Brief: Report each line of the entries below that contains the string "drainpipe". Matching is case-sensitive.

Extracted information:
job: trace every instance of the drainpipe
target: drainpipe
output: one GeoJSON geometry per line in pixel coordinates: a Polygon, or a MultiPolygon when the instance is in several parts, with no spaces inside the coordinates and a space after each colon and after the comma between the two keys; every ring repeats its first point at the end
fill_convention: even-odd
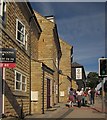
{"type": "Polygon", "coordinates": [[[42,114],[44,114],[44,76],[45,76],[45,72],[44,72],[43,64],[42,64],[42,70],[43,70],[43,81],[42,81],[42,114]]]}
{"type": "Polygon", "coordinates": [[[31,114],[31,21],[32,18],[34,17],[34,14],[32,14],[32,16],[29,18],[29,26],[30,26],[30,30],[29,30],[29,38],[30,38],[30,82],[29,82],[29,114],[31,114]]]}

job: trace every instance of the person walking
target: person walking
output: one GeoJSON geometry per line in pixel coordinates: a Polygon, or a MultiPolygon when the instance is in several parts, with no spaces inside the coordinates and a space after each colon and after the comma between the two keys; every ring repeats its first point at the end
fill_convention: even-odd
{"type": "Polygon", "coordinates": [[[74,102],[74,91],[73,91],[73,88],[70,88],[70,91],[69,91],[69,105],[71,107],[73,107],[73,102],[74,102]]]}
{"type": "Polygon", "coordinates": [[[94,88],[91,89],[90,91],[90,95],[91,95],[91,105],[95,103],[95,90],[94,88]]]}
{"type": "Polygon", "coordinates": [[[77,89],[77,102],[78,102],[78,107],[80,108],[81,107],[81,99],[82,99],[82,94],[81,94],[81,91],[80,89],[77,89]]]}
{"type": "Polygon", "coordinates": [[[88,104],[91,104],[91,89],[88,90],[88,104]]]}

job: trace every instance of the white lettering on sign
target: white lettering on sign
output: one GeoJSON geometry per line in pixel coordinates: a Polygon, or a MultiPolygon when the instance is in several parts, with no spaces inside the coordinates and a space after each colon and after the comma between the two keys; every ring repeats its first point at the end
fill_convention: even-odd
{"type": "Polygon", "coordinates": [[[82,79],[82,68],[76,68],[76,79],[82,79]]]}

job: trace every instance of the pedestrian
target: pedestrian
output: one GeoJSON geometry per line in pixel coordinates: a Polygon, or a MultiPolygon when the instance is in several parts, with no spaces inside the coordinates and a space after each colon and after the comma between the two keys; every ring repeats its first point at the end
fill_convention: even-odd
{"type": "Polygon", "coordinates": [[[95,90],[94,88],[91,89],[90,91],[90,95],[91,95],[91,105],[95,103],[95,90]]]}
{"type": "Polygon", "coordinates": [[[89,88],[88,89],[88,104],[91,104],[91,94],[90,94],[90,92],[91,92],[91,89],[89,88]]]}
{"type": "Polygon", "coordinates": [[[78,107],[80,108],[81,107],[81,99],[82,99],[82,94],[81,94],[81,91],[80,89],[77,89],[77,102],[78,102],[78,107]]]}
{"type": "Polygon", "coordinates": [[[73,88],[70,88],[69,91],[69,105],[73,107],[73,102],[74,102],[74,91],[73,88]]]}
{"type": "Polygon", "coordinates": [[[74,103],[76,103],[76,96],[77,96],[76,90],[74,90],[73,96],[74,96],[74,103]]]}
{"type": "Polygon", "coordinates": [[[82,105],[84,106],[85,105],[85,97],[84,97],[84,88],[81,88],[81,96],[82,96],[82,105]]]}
* * *
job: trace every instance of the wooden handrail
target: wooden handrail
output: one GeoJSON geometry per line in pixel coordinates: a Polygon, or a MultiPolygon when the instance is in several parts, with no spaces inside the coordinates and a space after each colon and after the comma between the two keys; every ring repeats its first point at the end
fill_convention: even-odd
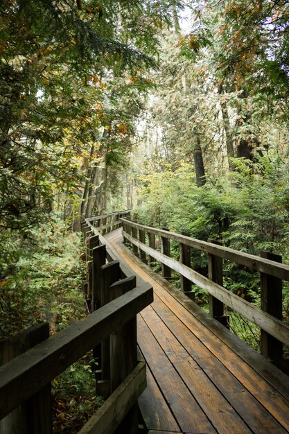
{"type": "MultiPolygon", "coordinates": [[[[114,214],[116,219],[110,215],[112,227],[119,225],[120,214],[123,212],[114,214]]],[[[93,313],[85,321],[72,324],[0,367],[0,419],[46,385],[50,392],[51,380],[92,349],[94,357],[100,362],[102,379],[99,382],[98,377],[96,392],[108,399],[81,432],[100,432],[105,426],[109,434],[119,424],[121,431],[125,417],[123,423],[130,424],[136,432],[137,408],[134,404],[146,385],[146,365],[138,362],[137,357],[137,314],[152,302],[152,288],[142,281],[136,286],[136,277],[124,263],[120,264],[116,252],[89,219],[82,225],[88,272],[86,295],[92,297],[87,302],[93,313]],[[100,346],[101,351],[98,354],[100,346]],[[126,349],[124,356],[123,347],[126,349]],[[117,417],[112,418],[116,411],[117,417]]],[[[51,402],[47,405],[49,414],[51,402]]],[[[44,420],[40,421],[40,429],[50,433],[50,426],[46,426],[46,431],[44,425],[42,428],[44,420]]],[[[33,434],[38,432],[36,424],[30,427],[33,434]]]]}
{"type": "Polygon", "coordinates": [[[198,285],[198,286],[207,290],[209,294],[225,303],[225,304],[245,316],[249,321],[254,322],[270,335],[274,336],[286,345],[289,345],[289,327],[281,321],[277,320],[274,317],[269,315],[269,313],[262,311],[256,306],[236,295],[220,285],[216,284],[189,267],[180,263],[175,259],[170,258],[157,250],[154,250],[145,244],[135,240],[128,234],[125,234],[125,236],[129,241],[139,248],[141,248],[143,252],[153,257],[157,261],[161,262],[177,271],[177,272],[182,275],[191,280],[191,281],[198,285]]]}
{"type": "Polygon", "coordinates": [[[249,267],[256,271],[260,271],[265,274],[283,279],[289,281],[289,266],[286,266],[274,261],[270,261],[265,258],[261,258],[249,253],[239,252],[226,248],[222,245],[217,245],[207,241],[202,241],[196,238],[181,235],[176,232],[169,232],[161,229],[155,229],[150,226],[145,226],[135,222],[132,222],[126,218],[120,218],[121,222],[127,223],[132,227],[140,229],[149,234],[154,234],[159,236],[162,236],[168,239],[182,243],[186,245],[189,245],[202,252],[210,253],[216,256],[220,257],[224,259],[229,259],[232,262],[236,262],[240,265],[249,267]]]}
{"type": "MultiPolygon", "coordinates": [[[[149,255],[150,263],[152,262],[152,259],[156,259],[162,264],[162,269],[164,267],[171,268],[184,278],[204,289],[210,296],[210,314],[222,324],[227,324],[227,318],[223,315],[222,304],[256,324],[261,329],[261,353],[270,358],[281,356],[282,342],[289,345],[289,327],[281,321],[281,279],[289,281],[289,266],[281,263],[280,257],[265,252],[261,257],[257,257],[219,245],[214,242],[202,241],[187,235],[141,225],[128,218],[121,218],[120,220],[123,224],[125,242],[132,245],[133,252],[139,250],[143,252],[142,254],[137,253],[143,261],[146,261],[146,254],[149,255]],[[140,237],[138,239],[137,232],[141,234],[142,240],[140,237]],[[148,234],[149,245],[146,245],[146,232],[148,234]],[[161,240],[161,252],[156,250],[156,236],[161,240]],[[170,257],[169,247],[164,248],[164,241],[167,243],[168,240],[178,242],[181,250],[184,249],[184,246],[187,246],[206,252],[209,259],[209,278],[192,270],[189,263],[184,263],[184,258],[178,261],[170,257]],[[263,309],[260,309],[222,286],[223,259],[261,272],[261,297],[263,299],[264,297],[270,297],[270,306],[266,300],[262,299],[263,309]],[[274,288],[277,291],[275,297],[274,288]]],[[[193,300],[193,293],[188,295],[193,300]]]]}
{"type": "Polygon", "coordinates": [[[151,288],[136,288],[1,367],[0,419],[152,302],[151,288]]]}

Solution to the problem:
job: trace every instance of the drainpipe
target: drainpipe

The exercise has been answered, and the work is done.